--- Start Dataset extract ---
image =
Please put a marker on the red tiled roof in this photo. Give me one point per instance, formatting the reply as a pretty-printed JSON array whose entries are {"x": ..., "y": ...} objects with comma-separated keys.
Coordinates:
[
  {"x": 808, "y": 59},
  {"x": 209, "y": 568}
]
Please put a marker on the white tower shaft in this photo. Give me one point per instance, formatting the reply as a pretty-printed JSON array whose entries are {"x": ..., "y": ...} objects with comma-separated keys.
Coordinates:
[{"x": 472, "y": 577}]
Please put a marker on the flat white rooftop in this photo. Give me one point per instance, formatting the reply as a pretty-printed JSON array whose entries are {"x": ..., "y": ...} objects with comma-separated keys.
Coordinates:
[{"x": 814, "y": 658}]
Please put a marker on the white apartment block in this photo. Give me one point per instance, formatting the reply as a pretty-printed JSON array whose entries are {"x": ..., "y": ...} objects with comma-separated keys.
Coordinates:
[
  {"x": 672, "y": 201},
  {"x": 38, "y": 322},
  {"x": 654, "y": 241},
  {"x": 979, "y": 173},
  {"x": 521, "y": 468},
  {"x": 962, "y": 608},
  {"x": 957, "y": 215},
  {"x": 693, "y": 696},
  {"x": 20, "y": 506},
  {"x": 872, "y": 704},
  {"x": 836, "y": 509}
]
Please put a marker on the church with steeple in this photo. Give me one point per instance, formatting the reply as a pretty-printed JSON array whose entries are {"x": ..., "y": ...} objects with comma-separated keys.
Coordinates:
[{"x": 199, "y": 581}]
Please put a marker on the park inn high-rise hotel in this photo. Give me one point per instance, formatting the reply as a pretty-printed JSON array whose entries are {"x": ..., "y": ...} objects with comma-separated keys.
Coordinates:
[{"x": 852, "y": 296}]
--- End Dataset extract ---
--- Start Dataset extract ---
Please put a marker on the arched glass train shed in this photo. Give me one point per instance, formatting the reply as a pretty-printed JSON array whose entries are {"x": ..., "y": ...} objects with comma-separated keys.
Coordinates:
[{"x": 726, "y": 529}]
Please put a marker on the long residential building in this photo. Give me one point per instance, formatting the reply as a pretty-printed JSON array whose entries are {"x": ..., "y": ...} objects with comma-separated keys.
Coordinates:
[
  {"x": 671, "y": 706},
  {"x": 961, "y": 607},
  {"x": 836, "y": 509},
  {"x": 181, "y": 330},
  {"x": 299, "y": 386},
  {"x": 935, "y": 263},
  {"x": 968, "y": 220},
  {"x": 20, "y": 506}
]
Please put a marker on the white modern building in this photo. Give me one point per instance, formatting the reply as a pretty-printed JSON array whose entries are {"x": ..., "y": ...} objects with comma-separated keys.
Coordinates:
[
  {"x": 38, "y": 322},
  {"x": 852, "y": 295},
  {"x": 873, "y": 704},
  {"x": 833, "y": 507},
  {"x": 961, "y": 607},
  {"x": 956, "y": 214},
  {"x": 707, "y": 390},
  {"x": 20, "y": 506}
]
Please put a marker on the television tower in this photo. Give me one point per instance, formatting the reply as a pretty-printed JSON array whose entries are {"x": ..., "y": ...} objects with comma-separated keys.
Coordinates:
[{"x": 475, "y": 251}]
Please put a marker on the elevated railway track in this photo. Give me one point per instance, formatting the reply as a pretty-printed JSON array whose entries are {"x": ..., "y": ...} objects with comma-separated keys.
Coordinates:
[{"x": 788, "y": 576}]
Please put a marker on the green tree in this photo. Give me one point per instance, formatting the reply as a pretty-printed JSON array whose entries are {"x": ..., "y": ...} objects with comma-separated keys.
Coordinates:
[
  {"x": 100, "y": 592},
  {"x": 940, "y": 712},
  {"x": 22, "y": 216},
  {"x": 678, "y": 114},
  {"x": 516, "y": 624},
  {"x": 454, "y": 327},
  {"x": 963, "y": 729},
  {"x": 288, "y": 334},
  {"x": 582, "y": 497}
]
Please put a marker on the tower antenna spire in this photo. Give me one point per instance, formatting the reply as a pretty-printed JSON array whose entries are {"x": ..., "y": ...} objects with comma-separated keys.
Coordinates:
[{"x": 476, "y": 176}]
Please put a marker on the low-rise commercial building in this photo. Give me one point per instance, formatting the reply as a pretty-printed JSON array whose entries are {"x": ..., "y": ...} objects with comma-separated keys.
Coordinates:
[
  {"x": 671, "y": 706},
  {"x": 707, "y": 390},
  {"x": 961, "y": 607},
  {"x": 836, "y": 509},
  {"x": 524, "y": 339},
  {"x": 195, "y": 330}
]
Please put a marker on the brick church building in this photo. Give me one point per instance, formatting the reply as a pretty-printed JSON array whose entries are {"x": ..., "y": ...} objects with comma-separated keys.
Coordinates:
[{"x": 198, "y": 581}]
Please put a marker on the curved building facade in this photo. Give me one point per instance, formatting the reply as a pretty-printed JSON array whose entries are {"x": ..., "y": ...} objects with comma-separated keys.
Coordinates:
--- End Dataset extract ---
# [The task]
List every line of the records above that contains the word "building", copying each one in full.

# [Answer to the exercise]
Please put a marker on the long residential building in this photo. Give me one point per instance, formatting the reply as a pretty-printed JSON array whose entries are {"x": ..., "y": ...} objects with comma-separated keys.
Please put a marker on the white modern building in this photo. Give me one point per instance, formatting the reply as a pretty-printed JSON array whose entries are {"x": ..., "y": ...} objects with comma-separated keys.
Please put a marker on the low-rise commercial building in this photo. Give me one point per instance, formatting the reply as a pretty-printed JSON array whose entries are {"x": ..., "y": ...} objects with comma-separated keys.
Please put a marker on the brick church building in this photo. Give me one point per instance, formatting the reply as a pretty-printed JSON array whose entries are {"x": ..., "y": ...} objects with comma-separated keys.
Please put a marker on the curved building facade in this photo. Give me one point per instance, formatting the reply as a pretty-printed JSON array whose entries are {"x": ..., "y": ...} objects with comma-separated keys.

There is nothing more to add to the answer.